## Problem to work on
Please transcribe the data that follows exactly as given, leaving out every picture.

## Data records
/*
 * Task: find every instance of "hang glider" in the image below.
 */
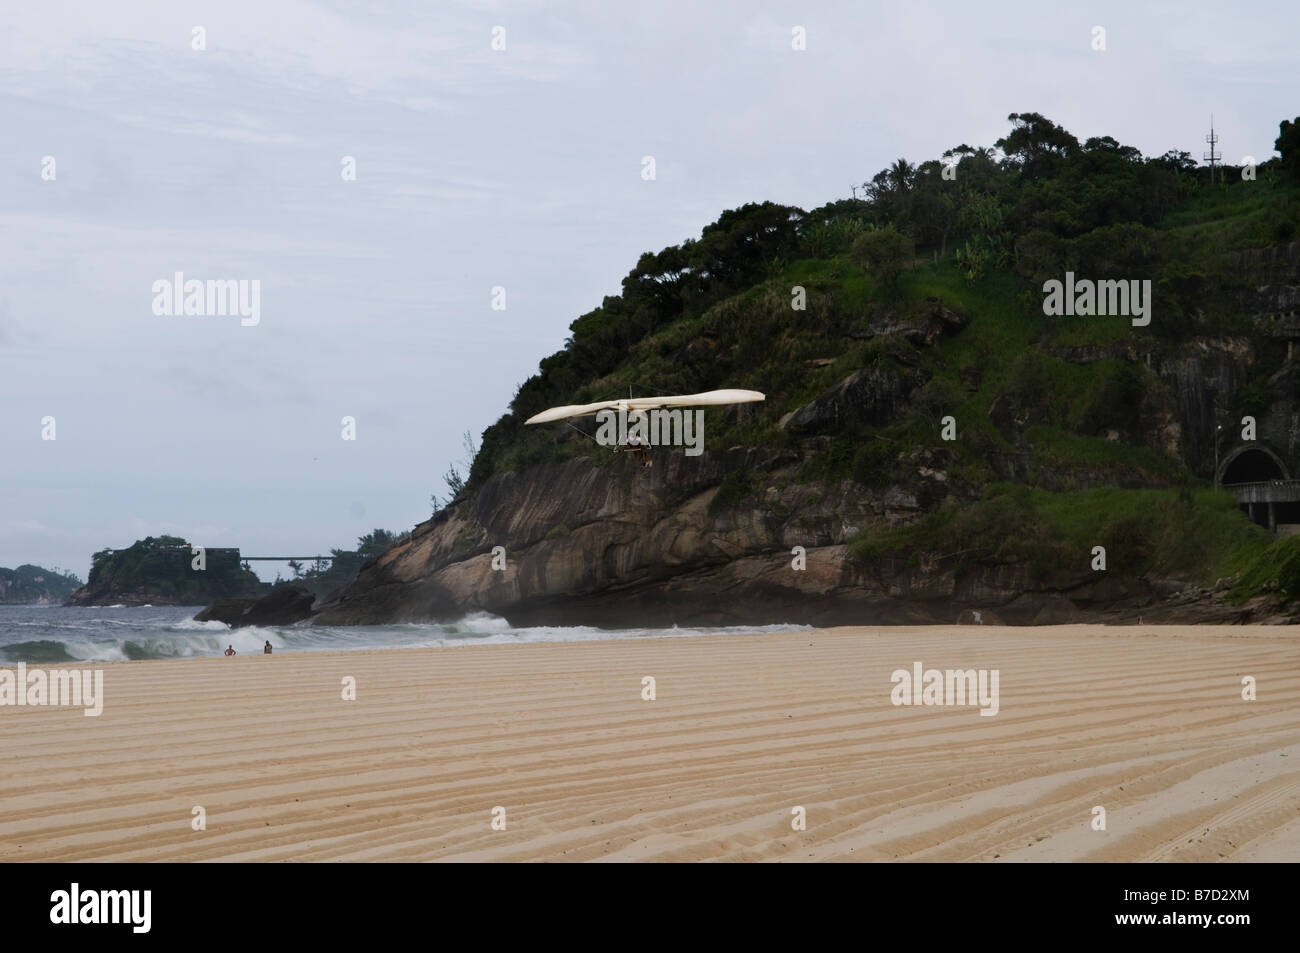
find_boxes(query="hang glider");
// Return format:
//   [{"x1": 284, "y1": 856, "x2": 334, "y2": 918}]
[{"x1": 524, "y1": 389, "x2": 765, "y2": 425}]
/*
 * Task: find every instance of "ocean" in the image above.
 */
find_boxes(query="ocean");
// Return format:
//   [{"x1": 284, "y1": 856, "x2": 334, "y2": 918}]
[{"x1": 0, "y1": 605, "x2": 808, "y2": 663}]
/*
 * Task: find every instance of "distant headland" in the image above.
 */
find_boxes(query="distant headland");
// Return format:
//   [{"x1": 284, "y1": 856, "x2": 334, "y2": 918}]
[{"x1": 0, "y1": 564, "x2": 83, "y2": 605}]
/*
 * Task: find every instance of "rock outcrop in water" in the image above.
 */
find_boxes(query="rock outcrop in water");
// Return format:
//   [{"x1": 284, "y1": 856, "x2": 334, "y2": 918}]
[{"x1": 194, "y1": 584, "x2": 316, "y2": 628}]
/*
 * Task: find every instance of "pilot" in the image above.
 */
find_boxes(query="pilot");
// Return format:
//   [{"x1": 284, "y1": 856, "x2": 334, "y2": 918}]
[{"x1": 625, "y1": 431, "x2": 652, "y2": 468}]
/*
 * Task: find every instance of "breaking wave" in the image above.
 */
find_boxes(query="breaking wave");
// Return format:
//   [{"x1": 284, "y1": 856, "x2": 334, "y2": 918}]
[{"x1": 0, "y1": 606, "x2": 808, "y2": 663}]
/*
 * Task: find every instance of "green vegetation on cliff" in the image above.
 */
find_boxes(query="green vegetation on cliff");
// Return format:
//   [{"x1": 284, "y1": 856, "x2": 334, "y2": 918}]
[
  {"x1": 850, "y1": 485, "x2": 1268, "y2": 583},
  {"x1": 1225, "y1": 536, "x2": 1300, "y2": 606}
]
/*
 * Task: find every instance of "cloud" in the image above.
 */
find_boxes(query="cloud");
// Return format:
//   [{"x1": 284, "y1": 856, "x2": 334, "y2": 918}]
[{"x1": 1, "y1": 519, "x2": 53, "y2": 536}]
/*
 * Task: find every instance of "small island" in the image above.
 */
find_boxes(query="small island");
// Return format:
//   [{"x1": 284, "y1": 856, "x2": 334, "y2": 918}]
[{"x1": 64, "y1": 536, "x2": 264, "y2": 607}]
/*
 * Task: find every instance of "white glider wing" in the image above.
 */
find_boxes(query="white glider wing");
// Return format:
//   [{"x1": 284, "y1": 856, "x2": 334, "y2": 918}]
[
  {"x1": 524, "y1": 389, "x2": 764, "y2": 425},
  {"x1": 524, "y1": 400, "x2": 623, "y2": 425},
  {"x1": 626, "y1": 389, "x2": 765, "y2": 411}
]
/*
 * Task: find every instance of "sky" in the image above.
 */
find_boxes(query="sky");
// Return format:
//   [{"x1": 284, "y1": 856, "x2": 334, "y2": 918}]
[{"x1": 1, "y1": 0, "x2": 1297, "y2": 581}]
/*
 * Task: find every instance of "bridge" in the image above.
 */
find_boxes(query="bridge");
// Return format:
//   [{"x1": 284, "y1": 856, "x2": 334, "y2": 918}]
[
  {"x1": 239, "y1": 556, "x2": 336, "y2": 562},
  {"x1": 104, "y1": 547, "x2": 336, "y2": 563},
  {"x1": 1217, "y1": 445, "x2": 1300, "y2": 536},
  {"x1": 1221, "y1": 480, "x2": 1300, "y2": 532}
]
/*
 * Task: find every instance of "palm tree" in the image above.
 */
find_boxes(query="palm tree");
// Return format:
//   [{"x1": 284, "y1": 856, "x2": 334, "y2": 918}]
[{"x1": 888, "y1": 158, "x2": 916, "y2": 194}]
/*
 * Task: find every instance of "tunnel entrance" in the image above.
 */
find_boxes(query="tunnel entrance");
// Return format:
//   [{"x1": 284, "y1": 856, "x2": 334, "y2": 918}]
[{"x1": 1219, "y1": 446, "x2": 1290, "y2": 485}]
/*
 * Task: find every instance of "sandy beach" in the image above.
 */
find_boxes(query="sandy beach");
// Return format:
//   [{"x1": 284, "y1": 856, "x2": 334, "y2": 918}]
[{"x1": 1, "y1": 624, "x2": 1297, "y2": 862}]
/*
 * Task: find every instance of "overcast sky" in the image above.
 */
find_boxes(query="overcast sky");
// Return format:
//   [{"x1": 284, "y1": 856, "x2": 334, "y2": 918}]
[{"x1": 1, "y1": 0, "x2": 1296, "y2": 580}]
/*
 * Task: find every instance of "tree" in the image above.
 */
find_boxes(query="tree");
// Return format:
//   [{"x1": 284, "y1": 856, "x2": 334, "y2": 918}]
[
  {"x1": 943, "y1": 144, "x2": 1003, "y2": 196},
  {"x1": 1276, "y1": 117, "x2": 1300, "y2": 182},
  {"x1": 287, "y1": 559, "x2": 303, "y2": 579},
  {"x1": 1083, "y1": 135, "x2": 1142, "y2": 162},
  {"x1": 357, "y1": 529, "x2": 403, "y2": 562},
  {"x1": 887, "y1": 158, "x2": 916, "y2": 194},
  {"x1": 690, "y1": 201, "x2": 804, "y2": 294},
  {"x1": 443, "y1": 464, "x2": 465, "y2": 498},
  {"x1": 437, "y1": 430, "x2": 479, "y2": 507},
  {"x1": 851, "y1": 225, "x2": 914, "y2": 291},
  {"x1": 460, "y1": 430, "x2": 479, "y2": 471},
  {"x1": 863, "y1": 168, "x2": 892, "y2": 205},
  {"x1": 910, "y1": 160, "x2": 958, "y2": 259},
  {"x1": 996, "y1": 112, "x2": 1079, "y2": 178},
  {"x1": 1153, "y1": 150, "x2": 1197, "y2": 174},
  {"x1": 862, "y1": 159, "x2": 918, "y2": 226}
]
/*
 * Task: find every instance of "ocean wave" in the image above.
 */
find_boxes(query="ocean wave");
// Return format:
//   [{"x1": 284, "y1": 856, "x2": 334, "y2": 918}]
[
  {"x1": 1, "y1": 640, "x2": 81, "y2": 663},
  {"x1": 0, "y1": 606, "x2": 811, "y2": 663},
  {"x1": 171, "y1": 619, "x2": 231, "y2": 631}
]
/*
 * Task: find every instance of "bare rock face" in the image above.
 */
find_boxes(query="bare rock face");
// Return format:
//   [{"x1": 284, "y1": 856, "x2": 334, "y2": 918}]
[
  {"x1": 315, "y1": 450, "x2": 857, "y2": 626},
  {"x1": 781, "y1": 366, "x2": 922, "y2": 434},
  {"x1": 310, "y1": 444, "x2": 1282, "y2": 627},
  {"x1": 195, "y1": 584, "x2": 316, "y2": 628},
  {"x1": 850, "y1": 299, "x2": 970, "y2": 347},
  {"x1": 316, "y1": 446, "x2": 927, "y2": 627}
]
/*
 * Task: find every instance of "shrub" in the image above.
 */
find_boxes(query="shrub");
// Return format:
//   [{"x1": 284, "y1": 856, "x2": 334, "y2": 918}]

## Answer section
/*
 * Task: find every instance of "hang glider" in the image below.
 */
find_boxes(query="hang glider");
// Return format:
//   [{"x1": 284, "y1": 856, "x2": 334, "y2": 918}]
[{"x1": 524, "y1": 389, "x2": 765, "y2": 425}]
/*
 * Task: find every instance of "ocean" in the image above.
 */
find_boxes(query="ocean");
// Return format:
//   [{"x1": 284, "y1": 856, "x2": 334, "y2": 918}]
[{"x1": 0, "y1": 605, "x2": 808, "y2": 663}]
/*
 * Task: find every instance of "distant headland" in the image above.
 */
find_boxes(query="distant headland");
// Return format:
//   [{"x1": 284, "y1": 856, "x2": 334, "y2": 918}]
[{"x1": 0, "y1": 564, "x2": 83, "y2": 605}]
/*
 * Task: find every instance of "rock outcrop in water" in the image above.
 */
find_boxes(query="rock outcrop in water");
// Return format:
//   [{"x1": 284, "y1": 856, "x2": 334, "y2": 918}]
[{"x1": 194, "y1": 584, "x2": 316, "y2": 628}]
/*
 * Task: find every instance of "pilot" in the image above.
 */
find_boxes(query="pilot");
// Return format:
//   [{"x1": 284, "y1": 856, "x2": 334, "y2": 918}]
[{"x1": 625, "y1": 431, "x2": 652, "y2": 468}]
/*
 * Task: find every instance of "breaking wave" in the image above.
 */
find_boxes(query="breaking wave");
// Return format:
//   [{"x1": 284, "y1": 856, "x2": 334, "y2": 918}]
[{"x1": 0, "y1": 606, "x2": 808, "y2": 663}]
/*
 * Task: find every instance of "green vegetation on cliff" in the image above.
 */
find_boxes(query="green vegetation on cliff");
// Return format:
//   [{"x1": 284, "y1": 856, "x2": 334, "y2": 918}]
[
  {"x1": 850, "y1": 485, "x2": 1268, "y2": 583},
  {"x1": 1225, "y1": 536, "x2": 1300, "y2": 606}
]
/*
 * Task: find every instance of "cloud" in the image above.
 */
find_boxes(query="cloud");
// Return format:
//   [{"x1": 284, "y1": 856, "x2": 334, "y2": 918}]
[{"x1": 1, "y1": 519, "x2": 53, "y2": 536}]
/*
 * Task: find every instance of "small island" in the image above.
 */
find_boxes(query="small island");
// Return format:
//   [{"x1": 284, "y1": 856, "x2": 334, "y2": 918}]
[{"x1": 64, "y1": 536, "x2": 264, "y2": 607}]
/*
 * Task: find every instance of "white glider wing" in the image above.
 */
find_boxes(query="white glider wing");
// Return format:
//   [{"x1": 284, "y1": 856, "x2": 334, "y2": 918}]
[
  {"x1": 524, "y1": 389, "x2": 764, "y2": 425},
  {"x1": 524, "y1": 400, "x2": 623, "y2": 425},
  {"x1": 626, "y1": 389, "x2": 765, "y2": 411}
]
/*
 * Task: find every instance of "sky" in the image above.
 */
find_boxes(query="sky");
// Return format:
//   [{"x1": 284, "y1": 856, "x2": 334, "y2": 918}]
[{"x1": 1, "y1": 0, "x2": 1297, "y2": 581}]
/*
 * Task: find every instance of "bridge" in the image above.
 */
find_boxes(query="bridge");
// Return format:
//   [{"x1": 284, "y1": 856, "x2": 334, "y2": 918}]
[
  {"x1": 239, "y1": 556, "x2": 336, "y2": 562},
  {"x1": 104, "y1": 547, "x2": 336, "y2": 563},
  {"x1": 1217, "y1": 445, "x2": 1300, "y2": 536},
  {"x1": 1221, "y1": 480, "x2": 1300, "y2": 532}
]
/*
 * Task: find every instance of "palm tree" in the image above.
 */
find_boxes(query="palm tree");
// Return format:
//   [{"x1": 284, "y1": 856, "x2": 334, "y2": 918}]
[{"x1": 888, "y1": 158, "x2": 916, "y2": 194}]
/*
 * Task: find every instance of "tunnel entrance" in the image above.
 */
find_boxes(query="tunnel entrance");
// Return format:
//   [{"x1": 284, "y1": 856, "x2": 334, "y2": 918}]
[{"x1": 1219, "y1": 446, "x2": 1290, "y2": 485}]
/*
 * Task: find every instance of "sandy beach" in the image above.
 */
find_boxes(query="sandy beach");
// Return format:
//   [{"x1": 284, "y1": 856, "x2": 334, "y2": 918}]
[{"x1": 1, "y1": 624, "x2": 1297, "y2": 862}]
/*
 * Task: find every instance of "overcast sky" in the image above.
 */
find_boxes(query="overcast sky");
// Return format:
//   [{"x1": 284, "y1": 856, "x2": 334, "y2": 918}]
[{"x1": 1, "y1": 0, "x2": 1296, "y2": 580}]
/*
 * Task: find every instance of "tree" in the image above.
 */
find_boxes(query="tree");
// Return format:
//   [{"x1": 284, "y1": 856, "x2": 334, "y2": 918}]
[
  {"x1": 943, "y1": 144, "x2": 1003, "y2": 196},
  {"x1": 1276, "y1": 117, "x2": 1300, "y2": 182},
  {"x1": 287, "y1": 559, "x2": 303, "y2": 579},
  {"x1": 1083, "y1": 135, "x2": 1142, "y2": 162},
  {"x1": 357, "y1": 529, "x2": 403, "y2": 562},
  {"x1": 887, "y1": 158, "x2": 916, "y2": 194},
  {"x1": 690, "y1": 201, "x2": 804, "y2": 294},
  {"x1": 443, "y1": 464, "x2": 465, "y2": 498},
  {"x1": 437, "y1": 430, "x2": 479, "y2": 507},
  {"x1": 851, "y1": 225, "x2": 914, "y2": 291},
  {"x1": 460, "y1": 430, "x2": 479, "y2": 471},
  {"x1": 863, "y1": 168, "x2": 892, "y2": 205},
  {"x1": 910, "y1": 160, "x2": 958, "y2": 259},
  {"x1": 996, "y1": 112, "x2": 1079, "y2": 178},
  {"x1": 1153, "y1": 150, "x2": 1197, "y2": 174},
  {"x1": 862, "y1": 159, "x2": 918, "y2": 226}
]
/*
 * Task: find every instance of "ocean wave" in the image above.
 */
find_boxes(query="ocean wave");
// Return format:
//   [{"x1": 284, "y1": 856, "x2": 334, "y2": 918}]
[
  {"x1": 1, "y1": 640, "x2": 81, "y2": 663},
  {"x1": 0, "y1": 606, "x2": 811, "y2": 663},
  {"x1": 171, "y1": 619, "x2": 231, "y2": 631}
]
/*
 * Task: find every instance of "bare rock face" in the image above.
 */
find_boxes(query="bare rock face");
// Return format:
//   [{"x1": 284, "y1": 856, "x2": 334, "y2": 918}]
[
  {"x1": 315, "y1": 450, "x2": 857, "y2": 626},
  {"x1": 781, "y1": 366, "x2": 922, "y2": 434},
  {"x1": 310, "y1": 444, "x2": 1282, "y2": 627},
  {"x1": 195, "y1": 584, "x2": 316, "y2": 628},
  {"x1": 850, "y1": 299, "x2": 970, "y2": 347},
  {"x1": 316, "y1": 446, "x2": 927, "y2": 627}
]
/*
 * Task: find every instance of "shrub" in the image above.
 */
find_boxes(query="shrub");
// Return format:
//   [{"x1": 284, "y1": 856, "x2": 334, "y2": 918}]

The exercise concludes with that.